» Data excerpts
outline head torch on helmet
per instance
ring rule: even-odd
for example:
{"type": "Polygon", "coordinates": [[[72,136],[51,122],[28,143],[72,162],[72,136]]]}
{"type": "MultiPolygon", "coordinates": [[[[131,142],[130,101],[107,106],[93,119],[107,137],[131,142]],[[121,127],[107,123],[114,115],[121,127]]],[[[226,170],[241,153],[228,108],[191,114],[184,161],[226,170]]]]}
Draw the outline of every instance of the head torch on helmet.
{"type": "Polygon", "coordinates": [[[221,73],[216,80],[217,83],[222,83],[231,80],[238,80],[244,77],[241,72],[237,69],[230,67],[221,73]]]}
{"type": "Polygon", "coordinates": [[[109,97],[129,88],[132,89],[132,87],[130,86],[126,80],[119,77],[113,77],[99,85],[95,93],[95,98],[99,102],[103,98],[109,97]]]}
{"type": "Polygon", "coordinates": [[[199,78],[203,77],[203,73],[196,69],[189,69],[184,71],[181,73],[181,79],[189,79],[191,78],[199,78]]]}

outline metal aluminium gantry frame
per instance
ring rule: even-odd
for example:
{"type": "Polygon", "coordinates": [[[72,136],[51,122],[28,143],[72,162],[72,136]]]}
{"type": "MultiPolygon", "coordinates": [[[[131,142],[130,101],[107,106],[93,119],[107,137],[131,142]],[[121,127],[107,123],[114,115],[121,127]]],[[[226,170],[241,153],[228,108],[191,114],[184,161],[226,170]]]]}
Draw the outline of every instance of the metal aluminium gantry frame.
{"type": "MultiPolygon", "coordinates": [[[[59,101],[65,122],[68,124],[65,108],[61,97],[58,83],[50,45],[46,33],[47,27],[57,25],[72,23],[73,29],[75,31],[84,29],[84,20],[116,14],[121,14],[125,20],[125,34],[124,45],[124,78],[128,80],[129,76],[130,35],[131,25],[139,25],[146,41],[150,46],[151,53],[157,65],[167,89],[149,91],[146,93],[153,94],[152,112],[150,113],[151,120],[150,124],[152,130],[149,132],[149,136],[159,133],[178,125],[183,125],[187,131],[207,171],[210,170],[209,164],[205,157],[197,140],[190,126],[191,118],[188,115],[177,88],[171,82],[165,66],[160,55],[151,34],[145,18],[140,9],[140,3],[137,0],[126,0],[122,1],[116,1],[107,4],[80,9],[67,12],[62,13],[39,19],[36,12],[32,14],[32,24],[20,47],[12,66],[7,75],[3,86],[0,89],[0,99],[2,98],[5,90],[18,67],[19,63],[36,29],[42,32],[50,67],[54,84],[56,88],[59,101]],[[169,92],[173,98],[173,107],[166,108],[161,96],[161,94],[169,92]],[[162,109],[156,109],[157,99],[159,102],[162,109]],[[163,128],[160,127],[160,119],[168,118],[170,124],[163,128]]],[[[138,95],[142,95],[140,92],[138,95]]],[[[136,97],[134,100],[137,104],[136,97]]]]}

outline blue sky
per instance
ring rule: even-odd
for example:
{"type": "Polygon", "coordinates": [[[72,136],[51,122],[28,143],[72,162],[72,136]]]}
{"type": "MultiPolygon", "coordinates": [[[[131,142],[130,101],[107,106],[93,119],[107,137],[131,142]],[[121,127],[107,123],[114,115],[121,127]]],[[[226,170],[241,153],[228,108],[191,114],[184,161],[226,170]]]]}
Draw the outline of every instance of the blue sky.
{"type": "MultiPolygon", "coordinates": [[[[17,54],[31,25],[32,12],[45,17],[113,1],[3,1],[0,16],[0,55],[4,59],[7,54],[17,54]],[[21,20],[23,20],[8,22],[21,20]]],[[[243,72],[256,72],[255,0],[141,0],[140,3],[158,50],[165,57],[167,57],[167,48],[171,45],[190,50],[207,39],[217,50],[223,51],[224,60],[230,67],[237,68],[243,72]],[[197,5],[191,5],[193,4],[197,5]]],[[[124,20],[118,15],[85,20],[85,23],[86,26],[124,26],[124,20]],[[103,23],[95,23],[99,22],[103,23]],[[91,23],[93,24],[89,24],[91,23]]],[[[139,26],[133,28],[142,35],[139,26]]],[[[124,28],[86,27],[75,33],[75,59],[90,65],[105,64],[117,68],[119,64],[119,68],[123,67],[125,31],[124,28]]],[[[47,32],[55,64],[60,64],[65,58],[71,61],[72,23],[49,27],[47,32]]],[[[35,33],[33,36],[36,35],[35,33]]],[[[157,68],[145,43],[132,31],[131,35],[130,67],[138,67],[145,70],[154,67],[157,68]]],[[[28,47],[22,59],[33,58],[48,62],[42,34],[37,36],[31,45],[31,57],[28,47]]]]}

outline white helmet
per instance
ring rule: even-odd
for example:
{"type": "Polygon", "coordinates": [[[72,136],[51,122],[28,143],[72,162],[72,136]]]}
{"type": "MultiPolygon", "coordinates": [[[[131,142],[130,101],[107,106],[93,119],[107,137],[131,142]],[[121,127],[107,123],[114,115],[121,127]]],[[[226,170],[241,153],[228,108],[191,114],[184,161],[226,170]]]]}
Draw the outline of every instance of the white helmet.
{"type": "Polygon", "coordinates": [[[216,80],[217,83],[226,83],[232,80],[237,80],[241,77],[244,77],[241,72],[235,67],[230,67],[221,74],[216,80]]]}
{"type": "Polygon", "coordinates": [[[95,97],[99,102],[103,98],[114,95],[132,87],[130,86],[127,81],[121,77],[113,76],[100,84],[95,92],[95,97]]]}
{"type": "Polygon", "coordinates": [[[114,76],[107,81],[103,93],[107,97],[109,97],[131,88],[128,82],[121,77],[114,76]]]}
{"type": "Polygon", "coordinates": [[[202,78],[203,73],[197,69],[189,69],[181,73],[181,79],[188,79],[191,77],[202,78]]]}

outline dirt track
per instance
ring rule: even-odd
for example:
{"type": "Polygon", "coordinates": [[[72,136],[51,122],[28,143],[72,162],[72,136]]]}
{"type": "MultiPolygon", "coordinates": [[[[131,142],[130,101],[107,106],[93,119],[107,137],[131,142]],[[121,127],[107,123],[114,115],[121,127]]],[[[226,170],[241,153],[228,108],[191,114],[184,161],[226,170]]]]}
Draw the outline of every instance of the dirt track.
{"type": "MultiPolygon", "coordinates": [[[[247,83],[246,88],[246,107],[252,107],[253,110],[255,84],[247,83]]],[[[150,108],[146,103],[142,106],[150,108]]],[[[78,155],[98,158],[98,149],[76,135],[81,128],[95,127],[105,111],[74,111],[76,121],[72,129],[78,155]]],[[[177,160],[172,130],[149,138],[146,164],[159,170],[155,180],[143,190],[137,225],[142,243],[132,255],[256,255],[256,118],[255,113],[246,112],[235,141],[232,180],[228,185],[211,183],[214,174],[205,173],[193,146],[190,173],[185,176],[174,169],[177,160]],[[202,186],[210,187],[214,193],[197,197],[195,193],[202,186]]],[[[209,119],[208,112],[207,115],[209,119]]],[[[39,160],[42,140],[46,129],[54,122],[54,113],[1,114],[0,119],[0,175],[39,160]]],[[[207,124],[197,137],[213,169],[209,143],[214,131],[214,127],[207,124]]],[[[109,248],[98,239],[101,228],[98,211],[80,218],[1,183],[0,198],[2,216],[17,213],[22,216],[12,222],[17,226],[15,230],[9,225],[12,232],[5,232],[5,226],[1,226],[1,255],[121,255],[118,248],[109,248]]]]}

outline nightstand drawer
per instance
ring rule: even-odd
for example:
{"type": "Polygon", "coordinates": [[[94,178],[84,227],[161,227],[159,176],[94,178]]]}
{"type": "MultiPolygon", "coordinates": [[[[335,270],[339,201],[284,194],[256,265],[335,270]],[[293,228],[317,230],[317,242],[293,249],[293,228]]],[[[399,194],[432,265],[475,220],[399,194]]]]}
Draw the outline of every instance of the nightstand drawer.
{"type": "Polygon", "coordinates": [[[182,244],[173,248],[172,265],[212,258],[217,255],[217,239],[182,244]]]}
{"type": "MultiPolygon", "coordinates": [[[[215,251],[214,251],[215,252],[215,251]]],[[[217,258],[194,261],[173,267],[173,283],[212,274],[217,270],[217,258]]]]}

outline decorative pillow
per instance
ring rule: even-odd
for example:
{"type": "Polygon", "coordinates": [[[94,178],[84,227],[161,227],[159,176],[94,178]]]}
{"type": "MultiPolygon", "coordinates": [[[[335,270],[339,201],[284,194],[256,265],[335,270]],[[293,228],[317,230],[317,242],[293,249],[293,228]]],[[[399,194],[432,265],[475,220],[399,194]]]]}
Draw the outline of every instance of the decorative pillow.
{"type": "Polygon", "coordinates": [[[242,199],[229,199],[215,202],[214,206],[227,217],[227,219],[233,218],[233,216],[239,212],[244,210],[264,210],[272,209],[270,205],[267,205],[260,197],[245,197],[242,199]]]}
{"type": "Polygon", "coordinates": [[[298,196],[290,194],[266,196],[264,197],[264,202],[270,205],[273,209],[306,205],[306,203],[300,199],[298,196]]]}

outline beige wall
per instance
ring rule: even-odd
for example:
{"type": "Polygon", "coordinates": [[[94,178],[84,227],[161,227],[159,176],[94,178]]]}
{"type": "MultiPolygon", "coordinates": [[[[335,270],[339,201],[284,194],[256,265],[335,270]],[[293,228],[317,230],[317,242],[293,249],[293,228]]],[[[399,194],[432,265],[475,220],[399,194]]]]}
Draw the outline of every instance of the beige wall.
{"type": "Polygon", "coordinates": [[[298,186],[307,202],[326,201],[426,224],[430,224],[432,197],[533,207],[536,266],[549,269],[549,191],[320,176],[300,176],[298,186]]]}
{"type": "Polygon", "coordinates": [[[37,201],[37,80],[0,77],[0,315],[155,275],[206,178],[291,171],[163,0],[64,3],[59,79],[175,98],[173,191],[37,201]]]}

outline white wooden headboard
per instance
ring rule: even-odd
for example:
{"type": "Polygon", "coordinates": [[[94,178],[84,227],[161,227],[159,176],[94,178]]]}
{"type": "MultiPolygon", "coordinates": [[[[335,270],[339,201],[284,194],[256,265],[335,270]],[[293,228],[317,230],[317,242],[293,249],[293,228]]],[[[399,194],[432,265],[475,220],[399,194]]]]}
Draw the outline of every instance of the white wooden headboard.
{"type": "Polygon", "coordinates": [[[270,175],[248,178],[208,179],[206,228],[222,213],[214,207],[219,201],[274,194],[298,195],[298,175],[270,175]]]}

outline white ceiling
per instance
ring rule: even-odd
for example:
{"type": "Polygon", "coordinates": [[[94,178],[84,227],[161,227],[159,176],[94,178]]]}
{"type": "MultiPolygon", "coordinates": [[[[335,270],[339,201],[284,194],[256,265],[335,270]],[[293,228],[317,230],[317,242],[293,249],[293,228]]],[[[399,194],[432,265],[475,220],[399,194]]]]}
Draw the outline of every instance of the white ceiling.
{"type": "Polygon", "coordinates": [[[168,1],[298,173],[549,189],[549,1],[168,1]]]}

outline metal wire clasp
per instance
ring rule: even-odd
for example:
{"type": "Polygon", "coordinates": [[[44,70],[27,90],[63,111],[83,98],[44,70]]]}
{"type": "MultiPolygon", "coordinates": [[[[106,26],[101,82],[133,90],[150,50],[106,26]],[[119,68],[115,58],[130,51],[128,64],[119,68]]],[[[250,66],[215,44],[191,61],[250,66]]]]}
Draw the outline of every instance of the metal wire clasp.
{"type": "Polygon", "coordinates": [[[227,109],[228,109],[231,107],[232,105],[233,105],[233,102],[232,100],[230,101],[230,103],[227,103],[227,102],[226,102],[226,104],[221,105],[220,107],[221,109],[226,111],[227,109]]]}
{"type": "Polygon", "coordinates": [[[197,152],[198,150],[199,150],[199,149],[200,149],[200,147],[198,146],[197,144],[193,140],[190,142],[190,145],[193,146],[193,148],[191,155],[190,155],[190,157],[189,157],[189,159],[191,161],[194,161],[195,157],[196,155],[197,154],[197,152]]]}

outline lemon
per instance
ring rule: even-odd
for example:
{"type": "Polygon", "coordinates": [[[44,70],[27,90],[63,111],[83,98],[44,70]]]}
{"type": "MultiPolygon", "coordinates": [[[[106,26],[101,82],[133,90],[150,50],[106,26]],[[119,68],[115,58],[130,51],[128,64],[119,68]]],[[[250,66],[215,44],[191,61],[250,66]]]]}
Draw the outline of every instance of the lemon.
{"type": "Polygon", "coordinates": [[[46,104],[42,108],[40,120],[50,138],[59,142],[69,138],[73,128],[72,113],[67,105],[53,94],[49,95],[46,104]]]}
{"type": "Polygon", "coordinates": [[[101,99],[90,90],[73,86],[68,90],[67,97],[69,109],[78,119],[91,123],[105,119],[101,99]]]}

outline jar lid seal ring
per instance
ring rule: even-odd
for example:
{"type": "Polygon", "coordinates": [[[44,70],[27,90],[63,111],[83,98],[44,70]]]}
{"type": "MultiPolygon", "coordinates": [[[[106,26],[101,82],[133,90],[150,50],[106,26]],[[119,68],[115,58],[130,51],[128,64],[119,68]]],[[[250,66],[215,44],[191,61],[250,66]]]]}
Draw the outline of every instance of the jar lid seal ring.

» Written problem
Reproduce verbatim the lines running from the start of the items through the line containing "Draw the outline of every instance of the head", including both ends.

» Output of the task
outline head torch on helmet
per instance
ring rule: even-odd
for example:
{"type": "Polygon", "coordinates": [[[72,136],[51,122],[28,143],[72,162],[72,136]]]}
{"type": "MultiPolygon", "coordinates": [[[[131,142],[130,101],[107,106],[93,119],[107,137],[131,142]],[[121,127],[107,123],[114,115],[121,127]]],[[[226,170],[241,153],[228,108],[191,114],[184,161],[226,170]]]]}
Draw the outline of every instance of the head torch on helmet.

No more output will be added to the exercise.